START AVAILABLE RECORDS
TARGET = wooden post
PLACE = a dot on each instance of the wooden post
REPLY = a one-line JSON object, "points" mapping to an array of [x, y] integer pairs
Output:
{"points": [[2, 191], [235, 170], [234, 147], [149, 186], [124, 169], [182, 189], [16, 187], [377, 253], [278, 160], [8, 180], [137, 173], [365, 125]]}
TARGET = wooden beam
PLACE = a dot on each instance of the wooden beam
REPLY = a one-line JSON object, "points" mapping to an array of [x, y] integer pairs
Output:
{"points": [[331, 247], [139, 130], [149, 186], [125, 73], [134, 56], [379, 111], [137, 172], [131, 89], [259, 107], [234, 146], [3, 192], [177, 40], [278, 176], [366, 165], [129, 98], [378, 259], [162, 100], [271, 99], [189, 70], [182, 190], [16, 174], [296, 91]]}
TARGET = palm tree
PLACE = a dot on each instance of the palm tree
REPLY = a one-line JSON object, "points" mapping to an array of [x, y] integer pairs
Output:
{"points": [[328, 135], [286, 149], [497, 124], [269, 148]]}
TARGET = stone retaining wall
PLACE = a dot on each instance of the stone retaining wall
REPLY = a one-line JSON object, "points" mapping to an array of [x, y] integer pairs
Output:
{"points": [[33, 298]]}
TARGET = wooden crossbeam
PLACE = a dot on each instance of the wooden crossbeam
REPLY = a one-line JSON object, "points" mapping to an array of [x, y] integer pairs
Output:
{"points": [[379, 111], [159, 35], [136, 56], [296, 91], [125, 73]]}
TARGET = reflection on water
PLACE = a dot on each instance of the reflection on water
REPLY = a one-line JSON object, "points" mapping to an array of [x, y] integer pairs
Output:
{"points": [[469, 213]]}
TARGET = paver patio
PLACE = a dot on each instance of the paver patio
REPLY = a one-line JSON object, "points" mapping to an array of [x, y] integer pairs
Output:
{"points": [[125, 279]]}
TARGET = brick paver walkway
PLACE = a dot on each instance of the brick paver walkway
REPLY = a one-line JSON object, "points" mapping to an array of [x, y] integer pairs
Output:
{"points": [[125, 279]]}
END AVAILABLE RECORDS
Please rewrite everything from the line containing "TARGET = wooden crossbeam" down to the last line of the records, both ends included, adding 40 to every coordinate in the answers.

RESPONSE TO THIS TASK:
TARGET = wooden crossbeam
PLACE = a dot on each instance of the wooden crossbeam
REPLY = a one-line JSON object, "points" mapping to an array of [x, y] integer pairs
Output:
{"points": [[419, 151], [199, 75], [176, 96], [336, 131], [165, 113]]}
TARGET = reflection on water
PLACE = a dot on each instance of the reflection on water
REPLY = a one-line JSON object, "points" mapping to an array of [x, y] integer pairs
Output:
{"points": [[509, 253]]}
TARGET = paver patio
PLACE = a dot on each instance of the paver patio
REPLY = a one-line JSON object, "points" mapping to an array of [x, y] integer pairs
Output:
{"points": [[165, 319]]}
TARGET = brick paver walkway
PLACE = a dot on each instance of the brick paver walkway
REPLY = a one-line JSON object, "points" mapping to an array of [x, y] integer pairs
Output:
{"points": [[165, 319]]}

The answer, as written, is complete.